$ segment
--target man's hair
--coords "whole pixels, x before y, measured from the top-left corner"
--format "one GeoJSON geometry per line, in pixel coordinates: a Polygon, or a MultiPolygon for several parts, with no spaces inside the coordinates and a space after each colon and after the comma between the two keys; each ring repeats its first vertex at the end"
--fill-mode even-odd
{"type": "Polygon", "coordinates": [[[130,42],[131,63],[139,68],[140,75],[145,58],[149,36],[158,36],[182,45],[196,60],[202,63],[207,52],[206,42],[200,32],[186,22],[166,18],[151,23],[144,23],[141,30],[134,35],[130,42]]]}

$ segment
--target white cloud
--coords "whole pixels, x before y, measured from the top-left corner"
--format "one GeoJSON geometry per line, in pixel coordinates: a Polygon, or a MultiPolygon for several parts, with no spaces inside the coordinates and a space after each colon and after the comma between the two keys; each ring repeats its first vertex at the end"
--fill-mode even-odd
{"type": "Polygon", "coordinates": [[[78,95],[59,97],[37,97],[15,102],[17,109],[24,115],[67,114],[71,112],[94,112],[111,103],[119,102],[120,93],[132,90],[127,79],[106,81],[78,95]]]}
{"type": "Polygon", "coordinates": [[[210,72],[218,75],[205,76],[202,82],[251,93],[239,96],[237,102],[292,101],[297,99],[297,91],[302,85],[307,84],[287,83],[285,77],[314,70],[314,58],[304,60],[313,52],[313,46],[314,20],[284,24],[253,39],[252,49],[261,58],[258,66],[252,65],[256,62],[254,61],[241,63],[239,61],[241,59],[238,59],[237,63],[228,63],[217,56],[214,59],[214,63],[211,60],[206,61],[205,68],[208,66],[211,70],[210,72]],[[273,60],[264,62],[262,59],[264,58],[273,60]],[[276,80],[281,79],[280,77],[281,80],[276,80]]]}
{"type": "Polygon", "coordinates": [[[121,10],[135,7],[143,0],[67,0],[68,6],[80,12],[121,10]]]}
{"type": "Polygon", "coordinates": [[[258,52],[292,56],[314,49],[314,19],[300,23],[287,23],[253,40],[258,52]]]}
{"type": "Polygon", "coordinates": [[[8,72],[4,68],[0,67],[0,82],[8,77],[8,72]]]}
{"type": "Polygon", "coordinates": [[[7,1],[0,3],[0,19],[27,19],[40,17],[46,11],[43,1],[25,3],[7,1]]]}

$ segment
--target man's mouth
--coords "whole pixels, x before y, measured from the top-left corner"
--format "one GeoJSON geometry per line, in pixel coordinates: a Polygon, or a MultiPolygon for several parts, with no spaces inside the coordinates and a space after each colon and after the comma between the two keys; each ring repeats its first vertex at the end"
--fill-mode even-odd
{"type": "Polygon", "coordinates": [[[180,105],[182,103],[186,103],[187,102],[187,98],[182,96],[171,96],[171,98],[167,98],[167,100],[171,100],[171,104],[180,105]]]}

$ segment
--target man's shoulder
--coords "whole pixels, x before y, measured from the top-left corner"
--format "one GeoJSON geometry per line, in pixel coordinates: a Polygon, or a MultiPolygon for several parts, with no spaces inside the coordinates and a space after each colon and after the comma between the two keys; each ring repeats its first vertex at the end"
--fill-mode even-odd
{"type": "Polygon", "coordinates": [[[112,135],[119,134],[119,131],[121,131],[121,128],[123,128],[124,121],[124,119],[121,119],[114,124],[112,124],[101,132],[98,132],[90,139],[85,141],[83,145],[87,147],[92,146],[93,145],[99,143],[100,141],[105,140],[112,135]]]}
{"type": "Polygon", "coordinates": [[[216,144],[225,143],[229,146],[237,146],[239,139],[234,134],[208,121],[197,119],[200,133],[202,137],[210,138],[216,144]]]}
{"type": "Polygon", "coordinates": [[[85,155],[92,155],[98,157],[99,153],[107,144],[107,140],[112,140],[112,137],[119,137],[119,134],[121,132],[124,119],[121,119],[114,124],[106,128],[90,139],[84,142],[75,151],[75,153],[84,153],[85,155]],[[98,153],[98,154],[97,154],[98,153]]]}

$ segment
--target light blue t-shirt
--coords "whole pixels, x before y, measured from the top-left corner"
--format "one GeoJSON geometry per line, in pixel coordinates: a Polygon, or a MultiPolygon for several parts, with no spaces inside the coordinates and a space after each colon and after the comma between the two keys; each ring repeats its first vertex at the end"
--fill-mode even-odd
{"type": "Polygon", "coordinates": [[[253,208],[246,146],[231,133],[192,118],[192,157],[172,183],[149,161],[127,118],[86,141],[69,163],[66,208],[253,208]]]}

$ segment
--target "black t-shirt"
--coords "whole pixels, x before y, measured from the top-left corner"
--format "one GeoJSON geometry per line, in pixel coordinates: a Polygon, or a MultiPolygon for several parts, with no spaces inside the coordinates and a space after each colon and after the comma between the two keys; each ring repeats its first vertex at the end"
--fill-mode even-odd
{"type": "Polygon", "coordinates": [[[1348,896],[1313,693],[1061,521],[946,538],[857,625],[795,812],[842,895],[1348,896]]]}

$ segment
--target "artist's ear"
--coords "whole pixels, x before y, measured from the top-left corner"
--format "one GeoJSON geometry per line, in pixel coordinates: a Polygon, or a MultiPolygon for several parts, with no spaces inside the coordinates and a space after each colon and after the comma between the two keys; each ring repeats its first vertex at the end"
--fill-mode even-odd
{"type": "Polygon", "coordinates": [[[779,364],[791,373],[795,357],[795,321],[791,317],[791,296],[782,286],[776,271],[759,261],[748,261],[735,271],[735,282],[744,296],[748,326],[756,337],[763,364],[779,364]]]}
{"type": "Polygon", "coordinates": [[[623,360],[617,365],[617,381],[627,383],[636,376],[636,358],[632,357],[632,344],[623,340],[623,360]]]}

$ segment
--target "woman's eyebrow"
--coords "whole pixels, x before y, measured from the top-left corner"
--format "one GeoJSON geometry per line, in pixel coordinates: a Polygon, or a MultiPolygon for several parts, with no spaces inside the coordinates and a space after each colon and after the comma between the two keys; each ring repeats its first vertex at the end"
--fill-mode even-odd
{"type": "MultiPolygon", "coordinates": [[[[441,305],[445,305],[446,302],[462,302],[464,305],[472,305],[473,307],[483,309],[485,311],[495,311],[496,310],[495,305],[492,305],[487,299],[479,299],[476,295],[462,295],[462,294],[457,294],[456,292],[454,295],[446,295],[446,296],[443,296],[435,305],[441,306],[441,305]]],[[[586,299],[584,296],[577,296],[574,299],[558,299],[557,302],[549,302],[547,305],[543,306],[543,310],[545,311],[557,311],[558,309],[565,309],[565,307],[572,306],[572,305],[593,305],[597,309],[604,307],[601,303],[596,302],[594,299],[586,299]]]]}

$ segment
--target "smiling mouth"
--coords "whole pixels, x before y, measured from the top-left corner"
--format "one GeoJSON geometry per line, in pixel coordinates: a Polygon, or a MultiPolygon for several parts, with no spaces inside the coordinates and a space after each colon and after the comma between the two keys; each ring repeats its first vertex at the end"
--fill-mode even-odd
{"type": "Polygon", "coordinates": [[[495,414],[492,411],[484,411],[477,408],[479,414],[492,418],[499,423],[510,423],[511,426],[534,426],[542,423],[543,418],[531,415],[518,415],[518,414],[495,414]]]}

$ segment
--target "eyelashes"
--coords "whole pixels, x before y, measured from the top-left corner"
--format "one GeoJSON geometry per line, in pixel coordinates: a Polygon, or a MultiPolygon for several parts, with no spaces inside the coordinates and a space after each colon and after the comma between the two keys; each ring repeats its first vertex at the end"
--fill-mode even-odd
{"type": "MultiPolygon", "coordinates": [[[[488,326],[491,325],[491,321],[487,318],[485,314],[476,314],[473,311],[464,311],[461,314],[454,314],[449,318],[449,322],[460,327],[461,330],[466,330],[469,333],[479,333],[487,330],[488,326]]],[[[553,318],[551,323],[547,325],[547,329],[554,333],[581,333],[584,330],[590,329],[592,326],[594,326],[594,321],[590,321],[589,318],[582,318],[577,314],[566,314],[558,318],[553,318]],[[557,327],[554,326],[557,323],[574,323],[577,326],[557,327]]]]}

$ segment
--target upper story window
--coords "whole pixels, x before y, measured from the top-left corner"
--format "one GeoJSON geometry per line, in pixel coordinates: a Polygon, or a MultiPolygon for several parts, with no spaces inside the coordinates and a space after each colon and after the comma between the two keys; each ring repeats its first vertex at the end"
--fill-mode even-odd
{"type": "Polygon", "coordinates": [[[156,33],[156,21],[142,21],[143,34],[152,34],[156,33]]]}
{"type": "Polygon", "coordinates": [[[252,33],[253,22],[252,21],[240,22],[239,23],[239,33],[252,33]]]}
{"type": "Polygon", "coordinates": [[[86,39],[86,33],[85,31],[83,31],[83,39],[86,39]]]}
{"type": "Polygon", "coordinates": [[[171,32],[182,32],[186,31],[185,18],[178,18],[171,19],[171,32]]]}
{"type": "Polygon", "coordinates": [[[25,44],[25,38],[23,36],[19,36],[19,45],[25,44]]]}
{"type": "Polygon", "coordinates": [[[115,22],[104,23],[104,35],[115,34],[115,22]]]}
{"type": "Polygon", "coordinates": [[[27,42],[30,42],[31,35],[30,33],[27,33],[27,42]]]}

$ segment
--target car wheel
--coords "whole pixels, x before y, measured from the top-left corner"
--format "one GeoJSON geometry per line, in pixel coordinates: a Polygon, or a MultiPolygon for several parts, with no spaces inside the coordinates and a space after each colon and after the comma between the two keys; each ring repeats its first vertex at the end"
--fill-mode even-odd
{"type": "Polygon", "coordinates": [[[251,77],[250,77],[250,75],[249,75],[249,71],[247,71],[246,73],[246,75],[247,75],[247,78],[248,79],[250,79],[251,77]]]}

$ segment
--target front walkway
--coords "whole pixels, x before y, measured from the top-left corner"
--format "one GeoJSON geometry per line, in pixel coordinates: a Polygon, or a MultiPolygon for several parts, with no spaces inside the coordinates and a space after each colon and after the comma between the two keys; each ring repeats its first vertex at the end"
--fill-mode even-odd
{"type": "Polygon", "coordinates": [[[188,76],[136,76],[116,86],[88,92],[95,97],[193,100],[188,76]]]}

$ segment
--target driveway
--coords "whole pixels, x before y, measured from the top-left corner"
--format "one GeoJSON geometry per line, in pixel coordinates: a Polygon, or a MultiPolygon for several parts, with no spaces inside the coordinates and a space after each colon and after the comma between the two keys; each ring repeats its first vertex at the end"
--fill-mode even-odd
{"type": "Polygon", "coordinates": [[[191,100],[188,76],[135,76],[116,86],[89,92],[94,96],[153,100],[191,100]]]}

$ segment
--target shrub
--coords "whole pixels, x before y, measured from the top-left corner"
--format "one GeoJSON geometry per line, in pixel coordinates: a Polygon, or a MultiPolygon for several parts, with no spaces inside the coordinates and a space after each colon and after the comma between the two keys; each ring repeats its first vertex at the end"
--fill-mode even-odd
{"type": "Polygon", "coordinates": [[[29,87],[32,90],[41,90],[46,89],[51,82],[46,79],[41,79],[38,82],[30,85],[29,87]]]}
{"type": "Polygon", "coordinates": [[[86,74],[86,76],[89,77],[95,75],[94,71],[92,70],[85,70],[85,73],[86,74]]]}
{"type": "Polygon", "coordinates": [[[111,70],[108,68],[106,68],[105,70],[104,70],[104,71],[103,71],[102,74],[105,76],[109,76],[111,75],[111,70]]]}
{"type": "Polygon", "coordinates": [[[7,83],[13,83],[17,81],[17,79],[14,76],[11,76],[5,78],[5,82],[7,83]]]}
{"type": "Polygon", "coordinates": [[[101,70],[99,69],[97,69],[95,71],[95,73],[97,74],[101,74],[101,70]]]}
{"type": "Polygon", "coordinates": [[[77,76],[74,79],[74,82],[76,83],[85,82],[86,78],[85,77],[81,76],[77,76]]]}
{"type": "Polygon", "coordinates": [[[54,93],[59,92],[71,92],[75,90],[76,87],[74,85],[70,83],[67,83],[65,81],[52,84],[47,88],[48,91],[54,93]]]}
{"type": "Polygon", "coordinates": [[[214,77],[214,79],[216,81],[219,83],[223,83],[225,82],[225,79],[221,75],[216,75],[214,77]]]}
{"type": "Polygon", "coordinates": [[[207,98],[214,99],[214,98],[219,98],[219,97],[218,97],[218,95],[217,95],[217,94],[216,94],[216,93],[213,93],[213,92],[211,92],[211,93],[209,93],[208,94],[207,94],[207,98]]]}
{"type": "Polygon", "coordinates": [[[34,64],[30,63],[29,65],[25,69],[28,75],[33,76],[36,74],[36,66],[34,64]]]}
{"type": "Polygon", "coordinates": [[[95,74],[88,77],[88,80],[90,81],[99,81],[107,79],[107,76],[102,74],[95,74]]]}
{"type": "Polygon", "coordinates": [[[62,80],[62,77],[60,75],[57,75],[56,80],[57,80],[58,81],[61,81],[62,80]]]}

▸ **SHORT PROBLEM**:
Select every line of the records above that contains the string "shirt", and reproduce each such line in full.

▸ **EXERCISE RESPONSE**:
--target light blue t-shirt
--target "black t-shirt"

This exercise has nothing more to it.